*** Dataset ***

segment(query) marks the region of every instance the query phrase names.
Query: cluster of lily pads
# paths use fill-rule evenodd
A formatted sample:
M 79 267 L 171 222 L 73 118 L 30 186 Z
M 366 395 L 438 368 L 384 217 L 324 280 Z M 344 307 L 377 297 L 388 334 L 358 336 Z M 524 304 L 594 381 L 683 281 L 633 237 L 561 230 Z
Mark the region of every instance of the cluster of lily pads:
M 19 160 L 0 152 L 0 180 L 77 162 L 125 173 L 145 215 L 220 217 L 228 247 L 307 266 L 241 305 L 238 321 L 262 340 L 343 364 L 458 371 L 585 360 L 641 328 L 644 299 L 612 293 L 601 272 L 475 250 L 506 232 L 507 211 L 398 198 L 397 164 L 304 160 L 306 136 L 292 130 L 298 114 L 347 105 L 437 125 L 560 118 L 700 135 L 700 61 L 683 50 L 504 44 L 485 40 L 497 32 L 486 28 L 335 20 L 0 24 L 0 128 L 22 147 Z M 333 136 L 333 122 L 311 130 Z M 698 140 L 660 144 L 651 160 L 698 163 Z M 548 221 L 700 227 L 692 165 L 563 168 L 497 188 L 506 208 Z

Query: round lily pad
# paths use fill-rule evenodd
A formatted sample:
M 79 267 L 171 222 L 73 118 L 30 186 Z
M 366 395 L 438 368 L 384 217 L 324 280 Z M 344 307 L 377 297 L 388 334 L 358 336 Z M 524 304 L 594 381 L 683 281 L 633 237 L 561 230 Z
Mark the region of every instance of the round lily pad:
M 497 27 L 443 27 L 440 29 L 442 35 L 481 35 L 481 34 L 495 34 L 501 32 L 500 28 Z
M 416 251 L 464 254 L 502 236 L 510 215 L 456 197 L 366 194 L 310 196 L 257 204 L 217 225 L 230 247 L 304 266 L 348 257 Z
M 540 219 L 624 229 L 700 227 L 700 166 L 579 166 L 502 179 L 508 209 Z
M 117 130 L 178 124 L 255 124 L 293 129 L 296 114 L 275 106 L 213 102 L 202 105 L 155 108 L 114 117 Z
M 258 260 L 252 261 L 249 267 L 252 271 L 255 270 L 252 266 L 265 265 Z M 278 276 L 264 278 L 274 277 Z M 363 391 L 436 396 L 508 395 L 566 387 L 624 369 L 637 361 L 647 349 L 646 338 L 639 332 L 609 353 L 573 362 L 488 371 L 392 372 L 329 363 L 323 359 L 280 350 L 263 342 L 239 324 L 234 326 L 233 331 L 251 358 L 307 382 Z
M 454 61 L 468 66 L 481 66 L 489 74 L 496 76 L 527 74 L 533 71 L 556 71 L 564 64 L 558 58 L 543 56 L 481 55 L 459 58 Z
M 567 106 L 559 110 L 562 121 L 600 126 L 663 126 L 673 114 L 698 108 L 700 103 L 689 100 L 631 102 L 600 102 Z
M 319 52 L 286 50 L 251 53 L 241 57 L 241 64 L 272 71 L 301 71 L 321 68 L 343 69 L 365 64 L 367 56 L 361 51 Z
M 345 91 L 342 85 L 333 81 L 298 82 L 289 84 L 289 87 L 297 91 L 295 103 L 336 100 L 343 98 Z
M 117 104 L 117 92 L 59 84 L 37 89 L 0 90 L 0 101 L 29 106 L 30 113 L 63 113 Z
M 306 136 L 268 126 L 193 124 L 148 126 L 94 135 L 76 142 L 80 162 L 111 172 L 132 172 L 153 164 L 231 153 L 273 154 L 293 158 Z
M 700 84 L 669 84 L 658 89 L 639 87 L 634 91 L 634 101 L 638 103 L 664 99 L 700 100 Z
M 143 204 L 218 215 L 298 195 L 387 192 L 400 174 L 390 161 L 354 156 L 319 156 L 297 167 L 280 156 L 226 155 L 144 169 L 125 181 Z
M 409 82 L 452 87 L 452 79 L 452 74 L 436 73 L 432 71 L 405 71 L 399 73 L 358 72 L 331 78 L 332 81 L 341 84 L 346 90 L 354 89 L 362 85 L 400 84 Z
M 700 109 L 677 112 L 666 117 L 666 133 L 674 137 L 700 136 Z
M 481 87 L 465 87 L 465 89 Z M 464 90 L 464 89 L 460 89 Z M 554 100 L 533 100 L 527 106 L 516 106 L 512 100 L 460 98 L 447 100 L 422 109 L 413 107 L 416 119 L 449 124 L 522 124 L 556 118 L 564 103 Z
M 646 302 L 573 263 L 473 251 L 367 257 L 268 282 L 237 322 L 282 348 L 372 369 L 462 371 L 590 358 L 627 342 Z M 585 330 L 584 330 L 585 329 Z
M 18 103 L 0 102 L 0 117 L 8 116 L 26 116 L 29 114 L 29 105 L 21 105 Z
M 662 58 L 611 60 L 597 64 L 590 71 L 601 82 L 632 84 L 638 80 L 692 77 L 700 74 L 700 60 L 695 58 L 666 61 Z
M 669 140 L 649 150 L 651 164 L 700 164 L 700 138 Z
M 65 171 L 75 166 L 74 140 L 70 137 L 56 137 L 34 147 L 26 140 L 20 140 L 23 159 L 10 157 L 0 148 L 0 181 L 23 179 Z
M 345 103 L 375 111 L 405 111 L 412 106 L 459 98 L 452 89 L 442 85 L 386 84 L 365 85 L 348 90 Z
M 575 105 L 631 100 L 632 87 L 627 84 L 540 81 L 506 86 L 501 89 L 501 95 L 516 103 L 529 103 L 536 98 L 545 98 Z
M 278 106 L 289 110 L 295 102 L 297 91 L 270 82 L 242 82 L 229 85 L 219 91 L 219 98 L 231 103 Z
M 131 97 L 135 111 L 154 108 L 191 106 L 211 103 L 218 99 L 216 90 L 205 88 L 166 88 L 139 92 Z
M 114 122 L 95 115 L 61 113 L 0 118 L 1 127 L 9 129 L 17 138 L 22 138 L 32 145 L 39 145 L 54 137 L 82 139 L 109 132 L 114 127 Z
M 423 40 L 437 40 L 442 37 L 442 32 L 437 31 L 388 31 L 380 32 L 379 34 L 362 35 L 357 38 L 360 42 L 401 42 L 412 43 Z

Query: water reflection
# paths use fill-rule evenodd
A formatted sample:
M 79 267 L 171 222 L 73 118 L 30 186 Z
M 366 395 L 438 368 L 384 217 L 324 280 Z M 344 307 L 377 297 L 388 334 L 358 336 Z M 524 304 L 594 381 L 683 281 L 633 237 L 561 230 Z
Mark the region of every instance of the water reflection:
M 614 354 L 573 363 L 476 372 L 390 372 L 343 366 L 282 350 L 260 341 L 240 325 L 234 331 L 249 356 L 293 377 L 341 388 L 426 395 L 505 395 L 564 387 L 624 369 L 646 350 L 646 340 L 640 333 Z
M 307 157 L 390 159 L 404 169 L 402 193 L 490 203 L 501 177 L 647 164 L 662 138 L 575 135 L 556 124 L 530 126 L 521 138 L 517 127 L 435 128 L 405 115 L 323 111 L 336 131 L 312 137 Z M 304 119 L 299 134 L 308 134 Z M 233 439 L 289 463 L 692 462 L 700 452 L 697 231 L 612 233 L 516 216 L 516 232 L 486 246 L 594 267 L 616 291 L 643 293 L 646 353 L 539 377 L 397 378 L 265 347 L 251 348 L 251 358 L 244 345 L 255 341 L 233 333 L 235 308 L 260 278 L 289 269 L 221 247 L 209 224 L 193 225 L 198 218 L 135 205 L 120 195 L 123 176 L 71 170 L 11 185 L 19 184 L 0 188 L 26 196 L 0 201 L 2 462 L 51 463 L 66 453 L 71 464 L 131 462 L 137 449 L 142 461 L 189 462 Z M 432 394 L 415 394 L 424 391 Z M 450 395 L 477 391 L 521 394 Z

*** End of Dataset ***

> Description of the task: When you output the entries, keep every word exactly as it stands.

> Exercise answer:
segment(query) marks the region of every instance the query phrase names.
Query: cluster of lily pads
# paths use fill-rule evenodd
A formatted sample:
M 79 267 L 171 222 L 73 118 L 30 186 Z
M 366 395 L 438 368 L 384 217 L 324 280 Z M 344 307 L 377 297 L 388 334 L 358 336 Z M 524 304 L 594 381 L 683 281 L 633 237 L 561 230 Z
Mark the region of every instance of the cluster of lily pads:
M 19 160 L 0 152 L 0 180 L 77 162 L 125 173 L 145 215 L 220 217 L 228 247 L 307 266 L 241 305 L 238 321 L 262 340 L 343 364 L 458 371 L 585 360 L 641 328 L 644 299 L 612 293 L 601 272 L 475 250 L 506 232 L 507 211 L 398 198 L 397 164 L 304 160 L 306 136 L 292 130 L 298 114 L 347 105 L 437 125 L 560 118 L 700 135 L 700 61 L 683 50 L 504 44 L 485 40 L 497 32 L 486 28 L 335 20 L 0 24 L 0 128 L 22 147 Z M 333 136 L 333 122 L 311 130 Z M 698 140 L 660 144 L 651 160 L 698 163 Z M 548 221 L 700 227 L 692 165 L 563 168 L 497 188 L 506 208 Z

Query: round lily pad
# paths use fill-rule evenodd
A formatted sample:
M 79 267 L 171 222 L 73 118 L 30 186 Z
M 366 395 L 438 368 L 384 217 L 324 280 Z M 344 307 L 377 297 L 388 334 L 358 336 Z M 524 304 L 594 381 L 683 281 L 633 237 L 561 230 Z
Mark the region of every instance of the round lily pad:
M 497 27 L 443 27 L 440 29 L 442 35 L 481 35 L 481 34 L 495 34 L 501 32 L 500 28 Z
M 416 251 L 464 254 L 502 236 L 510 215 L 456 197 L 366 194 L 310 196 L 257 204 L 217 225 L 230 247 L 304 266 L 348 257 Z
M 540 219 L 624 229 L 700 227 L 700 166 L 579 166 L 502 179 L 508 209 Z
M 117 130 L 178 124 L 255 124 L 293 129 L 296 114 L 275 106 L 213 102 L 202 105 L 155 108 L 114 117 Z
M 258 260 L 252 261 L 249 267 L 252 271 L 255 270 L 252 266 L 265 265 Z M 278 276 L 264 278 L 274 277 Z M 363 391 L 436 396 L 508 395 L 566 387 L 624 369 L 637 361 L 647 349 L 646 338 L 639 332 L 609 353 L 573 362 L 488 371 L 392 372 L 329 363 L 323 359 L 280 350 L 263 342 L 239 324 L 234 326 L 233 331 L 251 358 L 307 382 Z
M 454 61 L 468 66 L 481 66 L 489 74 L 496 76 L 527 74 L 533 71 L 556 71 L 564 64 L 558 58 L 543 56 L 481 55 L 459 58 Z
M 567 106 L 559 110 L 562 121 L 600 126 L 663 126 L 673 114 L 698 108 L 700 103 L 689 100 L 631 102 L 600 102 Z
M 319 52 L 286 50 L 251 53 L 241 57 L 241 64 L 272 71 L 301 71 L 321 68 L 343 69 L 365 64 L 367 56 L 361 51 Z
M 345 91 L 342 85 L 333 81 L 298 82 L 289 84 L 289 87 L 297 91 L 295 103 L 336 100 L 343 98 Z
M 117 104 L 117 92 L 59 84 L 37 89 L 0 90 L 0 101 L 29 106 L 30 113 L 63 113 Z
M 306 136 L 268 126 L 193 124 L 148 126 L 94 135 L 76 142 L 80 162 L 111 172 L 132 172 L 153 164 L 231 153 L 273 154 L 293 158 Z
M 700 84 L 669 84 L 658 89 L 639 87 L 634 91 L 634 101 L 638 103 L 664 99 L 700 100 Z
M 143 204 L 218 215 L 298 195 L 387 192 L 400 174 L 390 161 L 354 156 L 319 156 L 297 167 L 280 156 L 226 155 L 144 169 L 125 181 Z
M 409 82 L 452 87 L 452 79 L 452 74 L 436 73 L 432 71 L 405 71 L 399 73 L 358 72 L 331 78 L 332 81 L 341 84 L 346 90 L 354 89 L 362 85 L 400 84 Z
M 700 109 L 677 112 L 666 117 L 666 133 L 674 137 L 700 136 Z
M 481 87 L 465 87 L 465 89 Z M 464 90 L 464 89 L 460 89 Z M 554 100 L 533 100 L 527 106 L 516 106 L 512 100 L 460 98 L 447 100 L 422 109 L 413 107 L 416 119 L 449 124 L 522 124 L 556 118 L 564 103 Z
M 646 302 L 573 263 L 473 251 L 367 257 L 268 282 L 237 322 L 282 348 L 372 369 L 462 371 L 590 358 L 627 342 Z M 585 330 L 584 330 L 585 329 Z
M 18 103 L 0 102 L 0 117 L 8 116 L 26 116 L 29 114 L 29 105 L 21 105 Z
M 662 58 L 611 60 L 597 64 L 590 71 L 601 82 L 632 84 L 638 80 L 692 77 L 700 74 L 700 60 L 695 58 L 666 61 Z
M 669 140 L 649 150 L 651 164 L 700 164 L 700 138 Z
M 65 171 L 75 166 L 74 140 L 70 137 L 56 137 L 34 147 L 26 140 L 20 140 L 23 159 L 10 157 L 0 148 L 0 181 L 23 179 Z
M 345 103 L 375 111 L 405 111 L 412 106 L 459 98 L 452 89 L 442 85 L 386 84 L 365 85 L 348 90 Z
M 575 105 L 631 100 L 632 87 L 627 84 L 540 81 L 506 86 L 501 89 L 501 95 L 516 103 L 529 103 L 536 98 L 545 98 Z
M 278 106 L 289 110 L 295 102 L 297 91 L 270 82 L 242 82 L 229 85 L 219 91 L 219 98 L 231 103 Z
M 131 97 L 135 111 L 154 108 L 191 106 L 211 103 L 218 99 L 216 90 L 205 88 L 166 88 L 139 92 Z
M 114 122 L 95 115 L 61 113 L 0 118 L 1 127 L 9 129 L 17 138 L 22 138 L 32 145 L 39 145 L 54 137 L 82 139 L 109 132 L 114 127 Z
M 423 40 L 437 40 L 442 37 L 442 32 L 437 31 L 388 31 L 380 32 L 379 34 L 362 35 L 357 38 L 360 42 L 401 42 L 412 43 Z

Query: water reflection
# paths use fill-rule evenodd
A formatted sample:
M 79 267 L 171 222 L 73 118 L 30 186 Z
M 366 395 L 438 368 L 384 217 L 324 280 Z M 344 307 L 377 297 L 388 334 L 358 336 Z M 524 304 L 594 381 L 683 281 L 633 237 L 561 230 Z
Mark the region of every instance of the water reflection:
M 614 354 L 573 363 L 476 372 L 390 372 L 343 366 L 282 350 L 260 341 L 240 325 L 234 331 L 249 356 L 293 377 L 341 388 L 426 395 L 505 395 L 564 387 L 624 369 L 646 350 L 646 340 L 640 333 Z
M 307 157 L 390 159 L 404 169 L 402 193 L 490 203 L 501 177 L 647 164 L 662 138 L 575 135 L 556 124 L 530 126 L 521 138 L 517 127 L 435 128 L 405 115 L 323 111 L 336 131 L 312 137 Z M 304 119 L 299 134 L 308 134 Z M 233 439 L 289 463 L 692 462 L 700 452 L 697 231 L 612 233 L 516 216 L 516 232 L 486 246 L 594 267 L 616 291 L 643 293 L 646 353 L 539 377 L 397 378 L 265 347 L 251 348 L 251 358 L 244 345 L 255 341 L 233 333 L 235 308 L 260 278 L 289 269 L 221 247 L 209 224 L 193 225 L 198 218 L 135 205 L 120 195 L 123 176 L 71 170 L 11 185 L 19 184 L 0 188 L 26 196 L 0 201 L 2 462 L 51 463 L 66 453 L 71 464 L 131 462 L 137 449 L 142 461 L 189 462 Z M 432 394 L 415 394 L 424 391 Z M 450 395 L 477 391 L 521 394 Z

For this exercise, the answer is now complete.